(What is being asked): Show every line of the material that follows in which the word "unit" occurs.

(Supplied records):
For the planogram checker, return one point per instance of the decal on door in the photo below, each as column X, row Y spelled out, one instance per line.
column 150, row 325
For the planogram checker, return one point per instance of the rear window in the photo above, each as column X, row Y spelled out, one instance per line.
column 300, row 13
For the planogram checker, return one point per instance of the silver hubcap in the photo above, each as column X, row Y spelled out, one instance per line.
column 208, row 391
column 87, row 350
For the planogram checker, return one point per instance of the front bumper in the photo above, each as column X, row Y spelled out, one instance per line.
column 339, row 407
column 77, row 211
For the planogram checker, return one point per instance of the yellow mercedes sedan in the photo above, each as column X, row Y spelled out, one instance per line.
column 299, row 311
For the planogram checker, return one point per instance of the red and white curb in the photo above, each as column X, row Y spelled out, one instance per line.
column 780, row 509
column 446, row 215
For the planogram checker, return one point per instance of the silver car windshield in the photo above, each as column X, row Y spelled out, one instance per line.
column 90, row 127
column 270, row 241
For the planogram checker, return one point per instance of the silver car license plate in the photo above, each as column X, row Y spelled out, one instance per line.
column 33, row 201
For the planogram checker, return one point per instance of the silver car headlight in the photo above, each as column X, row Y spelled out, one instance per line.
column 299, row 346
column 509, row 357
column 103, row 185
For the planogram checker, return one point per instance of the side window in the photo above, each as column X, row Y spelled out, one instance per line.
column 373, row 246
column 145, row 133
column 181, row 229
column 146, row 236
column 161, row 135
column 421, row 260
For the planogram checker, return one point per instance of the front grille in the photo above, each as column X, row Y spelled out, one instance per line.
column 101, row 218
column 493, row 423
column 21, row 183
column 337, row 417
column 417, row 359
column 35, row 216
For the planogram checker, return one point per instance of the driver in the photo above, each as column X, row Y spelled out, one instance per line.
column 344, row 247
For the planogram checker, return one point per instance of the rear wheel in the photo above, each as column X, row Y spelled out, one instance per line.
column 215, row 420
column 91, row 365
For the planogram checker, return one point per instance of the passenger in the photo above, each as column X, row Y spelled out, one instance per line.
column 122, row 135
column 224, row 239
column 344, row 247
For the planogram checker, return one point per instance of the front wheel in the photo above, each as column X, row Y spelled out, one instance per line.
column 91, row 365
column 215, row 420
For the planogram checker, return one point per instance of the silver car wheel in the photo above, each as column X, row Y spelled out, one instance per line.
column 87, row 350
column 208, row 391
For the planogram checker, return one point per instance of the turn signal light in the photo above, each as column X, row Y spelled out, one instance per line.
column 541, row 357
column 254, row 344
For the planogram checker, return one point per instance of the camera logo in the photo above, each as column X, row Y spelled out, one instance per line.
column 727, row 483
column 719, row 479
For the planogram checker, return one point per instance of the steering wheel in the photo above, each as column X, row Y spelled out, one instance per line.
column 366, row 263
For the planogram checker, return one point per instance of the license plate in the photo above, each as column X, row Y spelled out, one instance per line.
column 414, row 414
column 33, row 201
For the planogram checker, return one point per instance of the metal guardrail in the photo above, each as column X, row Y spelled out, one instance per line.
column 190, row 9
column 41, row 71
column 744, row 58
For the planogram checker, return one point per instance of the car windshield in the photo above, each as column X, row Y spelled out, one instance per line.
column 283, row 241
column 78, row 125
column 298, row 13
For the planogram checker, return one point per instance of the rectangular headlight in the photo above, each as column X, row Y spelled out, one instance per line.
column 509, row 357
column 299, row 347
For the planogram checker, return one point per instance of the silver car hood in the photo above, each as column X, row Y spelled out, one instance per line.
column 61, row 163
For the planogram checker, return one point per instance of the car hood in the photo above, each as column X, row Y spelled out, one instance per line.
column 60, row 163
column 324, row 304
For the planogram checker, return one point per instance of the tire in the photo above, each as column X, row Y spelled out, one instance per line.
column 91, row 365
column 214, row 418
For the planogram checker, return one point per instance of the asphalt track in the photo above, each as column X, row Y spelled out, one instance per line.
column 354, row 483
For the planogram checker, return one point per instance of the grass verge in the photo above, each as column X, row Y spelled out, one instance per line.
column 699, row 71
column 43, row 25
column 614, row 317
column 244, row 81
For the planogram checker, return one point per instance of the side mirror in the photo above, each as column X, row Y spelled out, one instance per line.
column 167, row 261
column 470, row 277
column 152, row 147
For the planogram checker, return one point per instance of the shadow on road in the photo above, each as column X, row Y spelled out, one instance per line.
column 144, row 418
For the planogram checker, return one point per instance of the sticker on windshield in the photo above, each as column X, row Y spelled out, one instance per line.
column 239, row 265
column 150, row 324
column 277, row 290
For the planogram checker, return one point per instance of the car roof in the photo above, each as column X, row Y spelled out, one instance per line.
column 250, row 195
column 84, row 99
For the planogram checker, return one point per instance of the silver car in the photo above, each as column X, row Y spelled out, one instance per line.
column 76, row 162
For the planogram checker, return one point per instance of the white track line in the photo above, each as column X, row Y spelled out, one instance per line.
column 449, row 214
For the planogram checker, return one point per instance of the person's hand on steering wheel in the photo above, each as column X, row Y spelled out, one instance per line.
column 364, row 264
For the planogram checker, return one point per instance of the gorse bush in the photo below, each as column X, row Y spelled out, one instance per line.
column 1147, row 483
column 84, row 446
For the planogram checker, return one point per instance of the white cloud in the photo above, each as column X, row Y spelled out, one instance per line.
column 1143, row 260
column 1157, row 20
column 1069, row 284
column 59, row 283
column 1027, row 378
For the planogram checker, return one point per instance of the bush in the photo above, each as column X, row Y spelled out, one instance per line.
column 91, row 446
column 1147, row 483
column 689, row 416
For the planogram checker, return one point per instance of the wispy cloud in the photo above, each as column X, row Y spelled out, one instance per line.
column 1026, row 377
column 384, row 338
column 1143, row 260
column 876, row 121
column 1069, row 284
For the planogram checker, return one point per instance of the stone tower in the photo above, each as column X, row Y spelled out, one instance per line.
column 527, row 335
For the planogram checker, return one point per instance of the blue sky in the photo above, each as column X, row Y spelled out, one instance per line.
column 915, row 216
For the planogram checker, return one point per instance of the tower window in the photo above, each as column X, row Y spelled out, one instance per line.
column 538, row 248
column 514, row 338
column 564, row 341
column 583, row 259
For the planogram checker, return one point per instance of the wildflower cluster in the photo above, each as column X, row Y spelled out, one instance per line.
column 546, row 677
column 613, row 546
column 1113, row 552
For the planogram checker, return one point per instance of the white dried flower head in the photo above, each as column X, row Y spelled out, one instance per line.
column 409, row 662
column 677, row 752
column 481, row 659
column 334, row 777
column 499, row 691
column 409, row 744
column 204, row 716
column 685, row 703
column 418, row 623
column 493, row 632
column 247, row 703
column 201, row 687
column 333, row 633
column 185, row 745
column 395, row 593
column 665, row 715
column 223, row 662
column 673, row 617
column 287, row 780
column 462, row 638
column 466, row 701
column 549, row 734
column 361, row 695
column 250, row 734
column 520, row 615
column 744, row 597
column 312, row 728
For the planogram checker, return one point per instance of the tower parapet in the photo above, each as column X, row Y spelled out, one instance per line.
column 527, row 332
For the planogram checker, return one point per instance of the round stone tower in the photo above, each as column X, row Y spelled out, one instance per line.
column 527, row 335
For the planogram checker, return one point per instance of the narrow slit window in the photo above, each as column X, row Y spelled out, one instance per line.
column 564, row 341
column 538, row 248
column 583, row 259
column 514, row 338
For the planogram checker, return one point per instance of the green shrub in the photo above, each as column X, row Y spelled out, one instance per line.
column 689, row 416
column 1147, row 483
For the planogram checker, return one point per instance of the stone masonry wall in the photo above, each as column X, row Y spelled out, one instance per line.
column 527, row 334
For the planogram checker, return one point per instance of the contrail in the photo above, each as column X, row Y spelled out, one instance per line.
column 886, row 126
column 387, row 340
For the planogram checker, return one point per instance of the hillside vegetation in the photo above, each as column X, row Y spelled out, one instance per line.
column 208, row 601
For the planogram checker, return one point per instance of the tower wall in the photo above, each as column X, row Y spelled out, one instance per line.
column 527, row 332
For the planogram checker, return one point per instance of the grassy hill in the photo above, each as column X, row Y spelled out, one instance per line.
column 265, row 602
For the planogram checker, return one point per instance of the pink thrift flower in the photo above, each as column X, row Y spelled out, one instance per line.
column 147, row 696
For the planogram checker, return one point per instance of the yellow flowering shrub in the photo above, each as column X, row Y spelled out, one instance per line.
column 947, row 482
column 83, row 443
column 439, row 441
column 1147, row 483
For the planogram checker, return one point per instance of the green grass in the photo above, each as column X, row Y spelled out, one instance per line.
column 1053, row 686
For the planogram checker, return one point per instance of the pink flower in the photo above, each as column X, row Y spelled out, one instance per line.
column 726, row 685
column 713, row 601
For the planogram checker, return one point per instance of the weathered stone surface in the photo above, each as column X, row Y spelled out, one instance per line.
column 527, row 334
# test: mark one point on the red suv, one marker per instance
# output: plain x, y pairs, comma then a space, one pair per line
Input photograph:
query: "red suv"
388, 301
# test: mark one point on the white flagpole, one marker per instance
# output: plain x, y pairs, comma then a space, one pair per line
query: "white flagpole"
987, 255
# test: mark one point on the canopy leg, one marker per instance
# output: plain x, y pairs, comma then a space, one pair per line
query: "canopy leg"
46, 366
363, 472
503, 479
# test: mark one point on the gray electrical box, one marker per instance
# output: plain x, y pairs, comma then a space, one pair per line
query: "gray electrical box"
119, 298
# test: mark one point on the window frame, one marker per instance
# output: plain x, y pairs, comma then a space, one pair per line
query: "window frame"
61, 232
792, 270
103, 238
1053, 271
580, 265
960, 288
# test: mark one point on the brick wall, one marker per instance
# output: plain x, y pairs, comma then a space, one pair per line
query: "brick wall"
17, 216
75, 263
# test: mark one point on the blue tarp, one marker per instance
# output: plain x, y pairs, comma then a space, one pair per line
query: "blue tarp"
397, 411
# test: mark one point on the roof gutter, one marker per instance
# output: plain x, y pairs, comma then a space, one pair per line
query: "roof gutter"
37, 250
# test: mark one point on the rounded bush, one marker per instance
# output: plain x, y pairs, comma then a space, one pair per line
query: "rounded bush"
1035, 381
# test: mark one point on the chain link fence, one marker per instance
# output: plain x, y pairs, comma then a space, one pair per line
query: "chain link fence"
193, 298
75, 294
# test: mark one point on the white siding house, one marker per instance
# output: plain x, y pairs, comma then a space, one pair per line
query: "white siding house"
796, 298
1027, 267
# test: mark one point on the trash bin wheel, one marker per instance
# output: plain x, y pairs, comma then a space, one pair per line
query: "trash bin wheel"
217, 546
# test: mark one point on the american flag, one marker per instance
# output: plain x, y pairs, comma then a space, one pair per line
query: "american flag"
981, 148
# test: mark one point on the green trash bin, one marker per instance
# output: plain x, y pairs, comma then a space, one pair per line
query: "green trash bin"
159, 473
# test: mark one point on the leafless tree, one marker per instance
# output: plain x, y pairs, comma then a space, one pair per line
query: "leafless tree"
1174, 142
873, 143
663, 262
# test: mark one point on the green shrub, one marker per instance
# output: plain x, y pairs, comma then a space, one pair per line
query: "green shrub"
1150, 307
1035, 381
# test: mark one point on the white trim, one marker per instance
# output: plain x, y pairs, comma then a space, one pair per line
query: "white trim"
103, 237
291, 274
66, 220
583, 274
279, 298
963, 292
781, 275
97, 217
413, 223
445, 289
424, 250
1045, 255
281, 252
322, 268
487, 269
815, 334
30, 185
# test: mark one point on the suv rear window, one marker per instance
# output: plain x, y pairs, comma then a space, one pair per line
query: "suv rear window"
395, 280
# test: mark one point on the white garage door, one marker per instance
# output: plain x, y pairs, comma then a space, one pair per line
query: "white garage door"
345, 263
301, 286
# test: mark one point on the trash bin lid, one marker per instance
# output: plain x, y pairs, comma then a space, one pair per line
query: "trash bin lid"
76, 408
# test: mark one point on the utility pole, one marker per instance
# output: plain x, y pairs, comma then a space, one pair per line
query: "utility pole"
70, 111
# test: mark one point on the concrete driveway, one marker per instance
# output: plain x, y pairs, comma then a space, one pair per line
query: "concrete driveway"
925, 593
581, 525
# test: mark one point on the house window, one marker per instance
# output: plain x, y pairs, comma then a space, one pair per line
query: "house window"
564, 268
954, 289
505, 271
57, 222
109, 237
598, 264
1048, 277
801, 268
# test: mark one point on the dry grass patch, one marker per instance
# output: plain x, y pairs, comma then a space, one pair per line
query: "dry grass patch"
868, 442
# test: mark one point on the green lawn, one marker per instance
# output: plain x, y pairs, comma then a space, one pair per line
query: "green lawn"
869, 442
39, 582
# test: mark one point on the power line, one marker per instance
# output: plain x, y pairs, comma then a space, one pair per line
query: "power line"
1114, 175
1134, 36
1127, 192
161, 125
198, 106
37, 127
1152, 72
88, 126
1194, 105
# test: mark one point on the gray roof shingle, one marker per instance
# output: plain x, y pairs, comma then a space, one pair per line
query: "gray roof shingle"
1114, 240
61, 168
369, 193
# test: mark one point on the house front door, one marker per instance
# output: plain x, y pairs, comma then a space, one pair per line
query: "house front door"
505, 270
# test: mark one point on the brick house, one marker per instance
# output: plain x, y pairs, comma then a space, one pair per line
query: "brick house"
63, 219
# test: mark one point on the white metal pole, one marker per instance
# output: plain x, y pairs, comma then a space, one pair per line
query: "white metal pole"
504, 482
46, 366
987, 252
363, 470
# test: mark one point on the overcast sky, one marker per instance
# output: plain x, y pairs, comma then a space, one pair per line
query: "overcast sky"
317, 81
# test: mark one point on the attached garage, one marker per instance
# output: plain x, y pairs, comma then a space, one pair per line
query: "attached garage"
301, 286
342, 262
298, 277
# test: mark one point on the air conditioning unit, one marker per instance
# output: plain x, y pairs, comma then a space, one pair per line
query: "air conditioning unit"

(Answer to the problem):
# test: mark one point on the air conditioning unit, one marker per instance
query: "air conditioning unit"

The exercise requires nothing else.